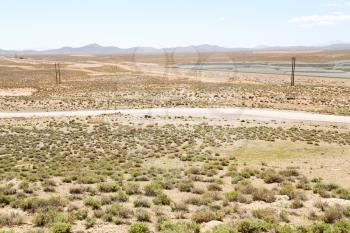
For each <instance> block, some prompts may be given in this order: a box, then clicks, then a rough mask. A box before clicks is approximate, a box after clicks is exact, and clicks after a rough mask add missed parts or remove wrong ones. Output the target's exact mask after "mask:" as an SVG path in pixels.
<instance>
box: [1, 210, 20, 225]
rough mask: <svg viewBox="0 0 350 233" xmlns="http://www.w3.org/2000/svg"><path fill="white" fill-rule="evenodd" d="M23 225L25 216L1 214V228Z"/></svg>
mask: <svg viewBox="0 0 350 233" xmlns="http://www.w3.org/2000/svg"><path fill="white" fill-rule="evenodd" d="M22 223H23V216H22V215H20V214H19V213H15V212H10V213H4V214H1V213H0V226H9V227H11V226H18V225H21V224H22Z"/></svg>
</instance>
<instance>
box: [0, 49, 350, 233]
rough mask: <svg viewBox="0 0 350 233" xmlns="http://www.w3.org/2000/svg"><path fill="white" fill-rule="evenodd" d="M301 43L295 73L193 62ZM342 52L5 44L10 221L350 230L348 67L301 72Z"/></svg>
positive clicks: (291, 56)
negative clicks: (178, 50)
mask: <svg viewBox="0 0 350 233" xmlns="http://www.w3.org/2000/svg"><path fill="white" fill-rule="evenodd" d="M291 57H296V58H297V65H296V77H295V86H293V87H292V86H291V85H290V82H291V81H290V79H291V78H290V74H289V73H286V74H279V73H259V72H242V71H239V70H234V69H232V70H215V69H213V70H211V69H210V70H209V69H200V68H198V67H197V68H190V69H189V68H183V67H182V66H181V64H204V63H209V64H216V63H217V64H220V63H239V62H241V63H242V62H243V63H244V62H245V63H259V62H260V63H261V62H265V63H269V62H270V63H286V64H291ZM344 61H350V53H349V52H341V51H328V52H317V51H313V52H300V53H296V54H294V53H290V52H269V53H263V52H261V53H251V52H236V53H203V54H200V56H199V54H191V53H188V54H175V55H173V56H172V57H171V59H169V57H167V56H165V55H164V54H155V55H151V54H139V55H137V54H136V55H135V54H134V55H132V56H131V55H114V56H113V55H81V56H69V55H56V56H54V55H46V56H44V55H41V56H39V55H36V56H34V55H33V56H30V55H25V56H23V57H19V56H2V57H0V232H1V233H3V232H6V233H8V232H15V233H17V232H19V233H39V232H40V233H44V232H53V233H68V232H76V233H78V232H79V233H80V232H91V233H95V232H96V233H109V232H110V233H112V232H113V233H114V232H129V233H146V232H161V233H199V232H206V233H231V232H232V233H236V232H240V233H259V232H276V233H294V232H298V233H299V232H300V233H309V232H310V233H323V232H324V233H326V232H327V233H330V232H334V233H347V232H350V170H349V168H350V77H349V78H337V77H331V78H330V77H314V76H312V75H311V76H310V75H305V73H303V75H301V74H298V69H300V67H298V64H301V63H319V64H325V63H332V62H344ZM55 64H59V65H60V74H61V80H60V82H57V79H56V72H55ZM342 69H343V70H341V71H342V72H349V71H350V70H348V69H349V68H347V67H345V68H342Z"/></svg>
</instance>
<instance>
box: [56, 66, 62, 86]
mask: <svg viewBox="0 0 350 233" xmlns="http://www.w3.org/2000/svg"><path fill="white" fill-rule="evenodd" d="M55 73H56V76H55V77H56V84H57V85H59V84H61V68H60V64H58V63H55Z"/></svg>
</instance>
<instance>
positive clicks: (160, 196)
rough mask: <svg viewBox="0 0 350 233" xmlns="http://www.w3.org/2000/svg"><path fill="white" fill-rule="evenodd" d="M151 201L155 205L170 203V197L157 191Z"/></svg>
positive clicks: (162, 193)
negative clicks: (154, 196) (151, 201)
mask: <svg viewBox="0 0 350 233" xmlns="http://www.w3.org/2000/svg"><path fill="white" fill-rule="evenodd" d="M153 203H154V204H155V205H170V204H171V199H170V198H169V197H168V196H167V195H166V194H165V193H158V194H157V196H156V197H154V198H153Z"/></svg>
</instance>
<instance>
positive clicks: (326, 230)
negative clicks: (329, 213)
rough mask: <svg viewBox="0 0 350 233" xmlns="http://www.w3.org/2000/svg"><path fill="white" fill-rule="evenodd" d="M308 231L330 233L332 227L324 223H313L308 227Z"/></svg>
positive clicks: (316, 232) (318, 232)
mask: <svg viewBox="0 0 350 233" xmlns="http://www.w3.org/2000/svg"><path fill="white" fill-rule="evenodd" d="M309 232H310V233H332V227H331V225H329V224H326V223H315V224H313V225H311V226H310V227H309Z"/></svg>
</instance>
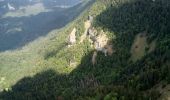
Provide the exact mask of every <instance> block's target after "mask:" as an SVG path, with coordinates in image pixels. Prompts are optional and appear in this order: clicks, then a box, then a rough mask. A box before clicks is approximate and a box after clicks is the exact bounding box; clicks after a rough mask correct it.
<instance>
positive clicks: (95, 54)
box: [92, 51, 97, 65]
mask: <svg viewBox="0 0 170 100" xmlns="http://www.w3.org/2000/svg"><path fill="white" fill-rule="evenodd" d="M96 58H97V51H94V53H93V56H92V64H93V65H95V64H96Z"/></svg>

- **Action item**
Print the listing exactly, but skip its pictures.

- **Task answer**
For each <instance> block, some prompts may be given in this order: a box, then clicks, then a rough mask. A box before clicks is approximate, a box after clicks is exact, and clicks after a rough mask add missed parts or remove wrong ones. Output the target's exact mask after "mask:" as an SVG path in pixels.
<instance>
box: [1, 210, 20, 225]
rough mask: <svg viewBox="0 0 350 233" xmlns="http://www.w3.org/2000/svg"><path fill="white" fill-rule="evenodd" d="M23 225L25 216L1 214V228Z"/></svg>
mask: <svg viewBox="0 0 350 233" xmlns="http://www.w3.org/2000/svg"><path fill="white" fill-rule="evenodd" d="M22 223H23V216H22V215H20V214H19V213H15V212H10V213H4V214H1V213H0V226H9V227H11V226H18V225H21V224H22Z"/></svg>
</instance>
<instance>
box: [0, 49, 350, 233]
rough mask: <svg viewBox="0 0 350 233" xmlns="http://www.w3.org/2000/svg"><path fill="white" fill-rule="evenodd" d="M301 43L295 73L193 62ZM342 52L5 44L10 221L350 230L348 67L301 72Z"/></svg>
positive clicks: (291, 56)
negative clicks: (178, 50)
mask: <svg viewBox="0 0 350 233" xmlns="http://www.w3.org/2000/svg"><path fill="white" fill-rule="evenodd" d="M291 57H296V58H297V65H296V77H295V86H293V87H292V86H291V85H290V82H291V81H290V79H291V78H290V74H289V73H286V74H279V73H259V72H242V71H239V70H234V69H232V70H215V69H213V70H211V69H210V70H209V69H200V68H198V67H197V68H190V69H189V68H183V67H182V66H181V64H204V63H209V64H216V63H217V64H220V63H239V62H241V63H242V62H243V63H244V62H245V63H259V62H260V63H261V62H265V63H269V62H270V63H286V64H291ZM344 61H350V53H349V52H341V51H328V52H317V51H313V52H300V53H296V54H294V53H290V52H269V53H263V52H261V53H251V52H236V53H203V54H200V56H199V54H191V53H188V54H175V55H173V56H172V57H171V59H169V57H167V56H165V55H164V54H155V55H151V54H139V55H137V54H136V55H135V54H134V55H132V56H131V55H114V56H113V55H81V56H69V55H56V56H54V55H46V56H44V55H41V56H39V55H36V56H34V55H33V56H30V55H25V56H23V57H19V56H2V57H0V232H1V233H3V232H6V233H8V232H15V233H17V232H19V233H39V232H40V233H44V232H53V233H68V232H76V233H78V232H79V233H80V232H91V233H95V232H96V233H109V232H110V233H112V232H113V233H114V232H129V233H146V232H161V233H199V232H206V233H231V232H232V233H236V232H240V233H259V232H276V233H294V232H298V233H299V232H300V233H309V232H310V233H323V232H324V233H326V232H327V233H330V232H334V233H347V232H350V170H349V168H350V77H349V78H337V77H331V78H330V77H314V76H312V75H311V76H310V75H305V73H303V75H301V74H298V69H300V67H298V64H301V63H319V64H325V63H332V62H344ZM55 64H59V65H60V74H61V80H60V82H57V79H56V72H55ZM342 69H343V70H341V71H342V72H349V71H350V70H348V69H349V68H347V67H345V68H342Z"/></svg>
</instance>
<instance>
box: [56, 66, 62, 86]
mask: <svg viewBox="0 0 350 233" xmlns="http://www.w3.org/2000/svg"><path fill="white" fill-rule="evenodd" d="M55 73H56V76H55V77H56V84H57V85H59V84H61V68H60V64H58V63H55Z"/></svg>
</instance>
<instance>
positive clicks: (160, 196)
rough mask: <svg viewBox="0 0 350 233" xmlns="http://www.w3.org/2000/svg"><path fill="white" fill-rule="evenodd" d="M151 201L155 205L170 203V197L157 191Z"/></svg>
positive clicks: (162, 193)
negative clicks: (154, 196) (151, 201)
mask: <svg viewBox="0 0 350 233" xmlns="http://www.w3.org/2000/svg"><path fill="white" fill-rule="evenodd" d="M153 203H154V204H155V205H170V204H171V199H170V198H169V197H168V196H167V195H166V194H165V193H158V194H157V196H156V197H154V198H153Z"/></svg>
</instance>
<instance>
positive clicks: (326, 230)
negative clicks: (329, 213)
rough mask: <svg viewBox="0 0 350 233" xmlns="http://www.w3.org/2000/svg"><path fill="white" fill-rule="evenodd" d="M308 231L330 233L332 227L324 223H313L308 227Z"/></svg>
positive clicks: (316, 232) (318, 232)
mask: <svg viewBox="0 0 350 233" xmlns="http://www.w3.org/2000/svg"><path fill="white" fill-rule="evenodd" d="M309 232H310V233H332V227H331V225H329V224H326V223H315V224H313V225H311V226H310V227H309Z"/></svg>
</instance>
Provide the exact mask of every <instance> block's target after "mask:" as an SVG path, with coordinates in image pixels. Prompts are optional and appear in this order: clicks, then a box, then a rough mask. A box before clicks is approximate and a box after clicks is the exact bounding box; clicks after a rough mask correct it.
<instance>
positive clicks: (95, 54)
box: [92, 51, 97, 65]
mask: <svg viewBox="0 0 170 100" xmlns="http://www.w3.org/2000/svg"><path fill="white" fill-rule="evenodd" d="M96 58H97V51H94V53H93V56H92V64H93V65H95V64H96Z"/></svg>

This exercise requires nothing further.